→ **GIVEN INSTRUCTION**
Select and copy each line of the records below that contains the word "bowl". Case counts.

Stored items
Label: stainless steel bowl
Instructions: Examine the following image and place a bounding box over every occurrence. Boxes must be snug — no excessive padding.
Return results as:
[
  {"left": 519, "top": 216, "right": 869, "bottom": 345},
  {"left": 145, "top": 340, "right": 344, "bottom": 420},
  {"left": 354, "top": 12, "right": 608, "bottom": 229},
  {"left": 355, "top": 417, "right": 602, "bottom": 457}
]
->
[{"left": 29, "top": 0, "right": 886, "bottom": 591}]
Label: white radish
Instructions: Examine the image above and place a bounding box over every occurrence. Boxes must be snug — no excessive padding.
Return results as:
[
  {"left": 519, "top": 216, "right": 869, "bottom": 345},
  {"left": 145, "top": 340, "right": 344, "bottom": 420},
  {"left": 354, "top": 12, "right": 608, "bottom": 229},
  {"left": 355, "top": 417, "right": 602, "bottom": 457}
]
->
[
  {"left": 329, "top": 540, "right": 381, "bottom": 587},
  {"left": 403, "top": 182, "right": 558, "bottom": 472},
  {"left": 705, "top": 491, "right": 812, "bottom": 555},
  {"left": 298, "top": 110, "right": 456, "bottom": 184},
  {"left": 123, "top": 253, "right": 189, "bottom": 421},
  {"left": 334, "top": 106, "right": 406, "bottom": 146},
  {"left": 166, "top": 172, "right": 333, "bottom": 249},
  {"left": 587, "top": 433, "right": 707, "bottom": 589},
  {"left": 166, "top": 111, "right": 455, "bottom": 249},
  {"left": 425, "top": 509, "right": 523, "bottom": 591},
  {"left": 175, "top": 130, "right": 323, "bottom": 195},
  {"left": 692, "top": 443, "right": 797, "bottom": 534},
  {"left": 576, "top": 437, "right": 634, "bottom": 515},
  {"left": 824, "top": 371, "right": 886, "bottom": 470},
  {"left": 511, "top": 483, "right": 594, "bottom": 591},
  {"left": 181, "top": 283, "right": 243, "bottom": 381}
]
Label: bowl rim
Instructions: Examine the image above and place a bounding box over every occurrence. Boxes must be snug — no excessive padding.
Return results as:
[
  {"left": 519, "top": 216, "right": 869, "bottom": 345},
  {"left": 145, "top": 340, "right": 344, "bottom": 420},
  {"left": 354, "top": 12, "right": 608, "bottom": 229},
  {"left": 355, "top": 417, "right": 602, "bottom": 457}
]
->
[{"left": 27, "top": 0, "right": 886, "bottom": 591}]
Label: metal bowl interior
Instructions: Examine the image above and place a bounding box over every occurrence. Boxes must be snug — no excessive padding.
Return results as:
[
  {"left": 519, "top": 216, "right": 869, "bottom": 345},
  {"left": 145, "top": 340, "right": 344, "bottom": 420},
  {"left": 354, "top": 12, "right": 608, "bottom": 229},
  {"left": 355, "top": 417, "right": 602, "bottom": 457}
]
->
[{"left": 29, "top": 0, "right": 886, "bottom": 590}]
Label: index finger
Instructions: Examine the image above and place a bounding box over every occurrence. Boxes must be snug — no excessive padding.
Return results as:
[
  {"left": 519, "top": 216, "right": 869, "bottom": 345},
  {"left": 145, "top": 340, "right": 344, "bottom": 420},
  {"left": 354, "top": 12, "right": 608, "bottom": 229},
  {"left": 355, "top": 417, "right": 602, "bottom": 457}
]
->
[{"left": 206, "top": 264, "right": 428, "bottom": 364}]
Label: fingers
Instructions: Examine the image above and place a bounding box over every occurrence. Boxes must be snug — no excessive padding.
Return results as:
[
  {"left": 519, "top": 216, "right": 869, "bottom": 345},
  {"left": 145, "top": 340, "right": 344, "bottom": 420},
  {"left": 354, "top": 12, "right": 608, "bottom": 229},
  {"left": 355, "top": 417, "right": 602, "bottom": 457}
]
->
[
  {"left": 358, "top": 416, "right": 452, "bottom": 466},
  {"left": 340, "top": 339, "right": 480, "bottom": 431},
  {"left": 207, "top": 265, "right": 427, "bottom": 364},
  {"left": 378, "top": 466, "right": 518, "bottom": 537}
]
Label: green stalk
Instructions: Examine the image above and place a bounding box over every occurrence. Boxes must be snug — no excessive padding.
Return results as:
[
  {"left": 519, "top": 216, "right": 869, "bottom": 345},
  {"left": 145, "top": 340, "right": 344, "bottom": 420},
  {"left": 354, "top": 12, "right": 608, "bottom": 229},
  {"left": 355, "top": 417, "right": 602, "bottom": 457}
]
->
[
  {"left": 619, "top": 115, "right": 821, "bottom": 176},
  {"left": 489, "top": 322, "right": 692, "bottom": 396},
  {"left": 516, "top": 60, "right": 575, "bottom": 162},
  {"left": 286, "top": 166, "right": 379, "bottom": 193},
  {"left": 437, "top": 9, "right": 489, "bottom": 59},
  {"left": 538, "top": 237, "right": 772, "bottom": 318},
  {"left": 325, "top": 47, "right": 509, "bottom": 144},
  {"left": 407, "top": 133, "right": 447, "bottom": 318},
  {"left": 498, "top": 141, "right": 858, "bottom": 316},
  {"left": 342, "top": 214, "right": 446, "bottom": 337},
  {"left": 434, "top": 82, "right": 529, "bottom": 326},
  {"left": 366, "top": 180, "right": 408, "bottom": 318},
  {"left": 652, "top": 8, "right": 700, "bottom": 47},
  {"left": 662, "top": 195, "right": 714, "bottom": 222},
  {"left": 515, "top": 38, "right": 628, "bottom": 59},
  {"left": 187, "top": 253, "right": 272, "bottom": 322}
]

→ **TASK SOLUTION**
Label: stainless steel bowl
Label: bowl rim
Label: metal bowl interior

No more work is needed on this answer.